Data in this exercise:
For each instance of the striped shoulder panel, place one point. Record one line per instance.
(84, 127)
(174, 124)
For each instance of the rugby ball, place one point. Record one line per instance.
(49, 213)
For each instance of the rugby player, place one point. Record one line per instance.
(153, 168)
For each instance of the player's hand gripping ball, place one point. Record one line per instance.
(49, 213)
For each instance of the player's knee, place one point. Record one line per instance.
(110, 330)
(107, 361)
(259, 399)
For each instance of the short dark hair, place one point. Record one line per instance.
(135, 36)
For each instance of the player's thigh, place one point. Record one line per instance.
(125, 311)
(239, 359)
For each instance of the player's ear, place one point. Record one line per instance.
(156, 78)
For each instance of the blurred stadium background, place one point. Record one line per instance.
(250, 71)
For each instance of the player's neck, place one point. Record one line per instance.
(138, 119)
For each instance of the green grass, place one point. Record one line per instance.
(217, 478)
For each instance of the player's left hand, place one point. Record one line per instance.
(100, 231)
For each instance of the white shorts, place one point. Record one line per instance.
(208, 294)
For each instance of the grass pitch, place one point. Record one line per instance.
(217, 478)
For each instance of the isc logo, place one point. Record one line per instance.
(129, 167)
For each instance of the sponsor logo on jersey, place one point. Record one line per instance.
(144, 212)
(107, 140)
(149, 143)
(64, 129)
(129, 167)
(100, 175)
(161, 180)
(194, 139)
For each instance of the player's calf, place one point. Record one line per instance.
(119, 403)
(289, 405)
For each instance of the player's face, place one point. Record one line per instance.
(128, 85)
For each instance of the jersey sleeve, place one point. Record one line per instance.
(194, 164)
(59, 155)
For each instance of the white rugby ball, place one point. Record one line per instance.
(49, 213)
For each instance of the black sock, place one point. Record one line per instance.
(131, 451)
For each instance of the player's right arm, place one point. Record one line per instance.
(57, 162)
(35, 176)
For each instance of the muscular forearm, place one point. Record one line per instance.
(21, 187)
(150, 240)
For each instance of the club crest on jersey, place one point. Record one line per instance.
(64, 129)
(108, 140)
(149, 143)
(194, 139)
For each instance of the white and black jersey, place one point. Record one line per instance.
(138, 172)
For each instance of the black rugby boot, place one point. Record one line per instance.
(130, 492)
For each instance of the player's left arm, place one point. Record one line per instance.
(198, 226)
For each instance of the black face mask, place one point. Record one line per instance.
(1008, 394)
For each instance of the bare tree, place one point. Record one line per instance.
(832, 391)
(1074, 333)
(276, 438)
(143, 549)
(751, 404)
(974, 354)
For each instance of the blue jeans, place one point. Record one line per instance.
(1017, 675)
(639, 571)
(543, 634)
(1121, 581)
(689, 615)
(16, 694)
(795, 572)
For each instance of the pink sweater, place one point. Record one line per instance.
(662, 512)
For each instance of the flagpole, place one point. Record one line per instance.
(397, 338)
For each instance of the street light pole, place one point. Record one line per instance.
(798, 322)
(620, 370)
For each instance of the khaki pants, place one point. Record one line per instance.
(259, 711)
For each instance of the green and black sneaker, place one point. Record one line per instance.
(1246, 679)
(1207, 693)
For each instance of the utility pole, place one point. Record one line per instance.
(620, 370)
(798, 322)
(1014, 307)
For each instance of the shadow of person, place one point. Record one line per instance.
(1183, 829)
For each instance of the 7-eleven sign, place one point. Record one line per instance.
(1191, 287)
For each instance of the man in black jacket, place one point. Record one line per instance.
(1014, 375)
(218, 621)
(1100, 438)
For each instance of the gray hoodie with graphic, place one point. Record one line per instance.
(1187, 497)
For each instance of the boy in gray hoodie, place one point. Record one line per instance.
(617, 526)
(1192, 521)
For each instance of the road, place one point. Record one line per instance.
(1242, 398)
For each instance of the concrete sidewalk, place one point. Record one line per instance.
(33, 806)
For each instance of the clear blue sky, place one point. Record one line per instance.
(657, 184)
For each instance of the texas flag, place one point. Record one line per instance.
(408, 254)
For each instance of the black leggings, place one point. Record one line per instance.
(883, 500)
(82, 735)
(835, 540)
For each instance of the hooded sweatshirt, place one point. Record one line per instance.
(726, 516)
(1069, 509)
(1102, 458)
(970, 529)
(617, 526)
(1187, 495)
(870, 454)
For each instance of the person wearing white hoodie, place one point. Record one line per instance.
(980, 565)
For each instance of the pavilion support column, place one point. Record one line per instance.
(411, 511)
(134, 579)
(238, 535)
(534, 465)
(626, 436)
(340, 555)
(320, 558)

Task: Rewrite the records with every "place one point" changed to "mark one location", leaving all other text untouched.

Right answer:
For each instance of the striped shoulder panel, mark one location. Record one line per instance.
(84, 127)
(174, 124)
For each instance of the rugby ball, mark one location. Record one line per instance.
(49, 213)
For each instance of the rugby player, mark one location. Record one line per instance.
(153, 168)
For each instance of the player's hand gripping ball, mark one location. Record one line per instance.
(49, 213)
For each instance of the player's knee, mark one location. Record one line per instance.
(110, 330)
(107, 361)
(259, 399)
For each instance of the short dark hair, mark one location. Record one line per instance.
(135, 36)
For each instance of the player's thigh, mark one location. Record one line per instance.
(125, 311)
(239, 359)
For each instance of the player's ear, mark one location. Record one line per instance.
(156, 78)
For each instance of the blurred stadium background, mark one location. Record one line per instance.
(250, 71)
For each instance of the player's neck, mark one location. Record one line per instance.
(138, 119)
For each instance of the green grass, mark one location. Record one line per instance.
(217, 478)
For each instance of the player's left hand, mark one location. Record one line per instance.
(100, 231)
For each instance of the white shorts, mark one location. Record one line per instance.
(208, 294)
For each instance of the grass pitch, mark one location. Record one line per instance.
(217, 478)
For each instance of the isc logo, mark one location. Record one line per instance.
(129, 167)
For each instance of the sponsor logo on jersey, mark one location. Record one line per instance.
(144, 212)
(107, 140)
(149, 143)
(64, 129)
(129, 167)
(100, 175)
(161, 180)
(194, 139)
For each instance of the player's calf, mark one location. Record one line per instance.
(119, 403)
(289, 405)
For each instance of the player's face, mark one location. Record one line per instance.
(128, 85)
For each instance of the jersey sleeve, mark one location. Record one line per instance.
(194, 164)
(59, 155)
For each instance of the white rugby ball, mark one location. Record one line per instance.
(49, 213)
For each instance of the black sock, mark one location. Record one line per instance.
(131, 451)
For each instance of the player's right arm, mark one location. Record one line per instance.
(57, 162)
(35, 176)
For each instance of the muscular forearm, mark one location. Record one line per instance.
(21, 187)
(150, 240)
For each instance of the club crest on jersey, mark one location. Record one line per instance.
(64, 129)
(108, 140)
(149, 143)
(194, 139)
For each instance of the white and black jersey, mark one location. Record one line per instance.
(138, 172)
For each instance of the black rugby boot, mark one location. Record one line per instance.
(130, 492)
For each instance of the player's left arm, mark one location. Record one line per instance.
(198, 226)
For each instance of the black face mask, mark one location. Record one line per instance.
(1008, 394)
For each instance of the bare tree, mark one location. Record one line per instance.
(832, 391)
(1074, 333)
(276, 438)
(143, 549)
(751, 404)
(974, 354)
For each instance of the blue jeans, mark one location. Record one line per instance.
(1017, 675)
(639, 571)
(543, 634)
(1121, 581)
(689, 615)
(16, 694)
(795, 572)
For each instance of the pink sweater, mark one location. Record one line per instance.
(662, 512)
For each instance of the flagpole, mark one location. Record one line per instance.
(397, 338)
For each instance of the street light pole, mark one location. Record one line per instance.
(798, 322)
(620, 370)
For each instance of the khaki pants, mark one location. Record one line per instance.
(259, 711)
For each instance of the green and black sneaker, mark one location. Record one line per instance.
(1246, 679)
(1207, 693)
For each instance of the utility pole, mark one location. Record one line per instance.
(620, 370)
(798, 322)
(1014, 307)
For each instance of the shadow of person, mark one location. Record one line per instance.
(1183, 829)
For each instance of the 7-eleven sign, mark one location. Record one line per instance.
(1191, 287)
For each instance of the man in black jacket, mark one location. Record one line per instance.
(1014, 375)
(218, 621)
(1100, 438)
For each instance of the gray hoodie with graphic, mark one location. Record one line per instance.
(1187, 497)
For each instance of the boy in gray hoodie, mark one location. Record one line per instance.
(617, 526)
(1192, 521)
For each instance of the road, mark one location. Record one line per instance.
(1242, 398)
For each instance of the concrete sidewalk, mark one location. Record one line per instance.
(33, 806)
For each instance of the clear blue sky, mark one location. Record one line per instance.
(657, 184)
For each instance of the texas flag, mark one location. Record one line per instance.
(408, 254)
For each instance of the black leggings, mark one location. Record one line per instance.
(883, 500)
(82, 735)
(835, 540)
For each instance of the hooded sweatshirt, mark one location. Record one line per instance.
(726, 516)
(1069, 509)
(1102, 458)
(970, 529)
(617, 526)
(1187, 495)
(870, 454)
For each instance of the person wearing white hoodie, mark one location. Record one line per instance.
(980, 565)
For each instance of the pavilion support column, mark one location. Record one line per instance.
(411, 511)
(134, 579)
(238, 535)
(534, 465)
(626, 436)
(340, 555)
(320, 558)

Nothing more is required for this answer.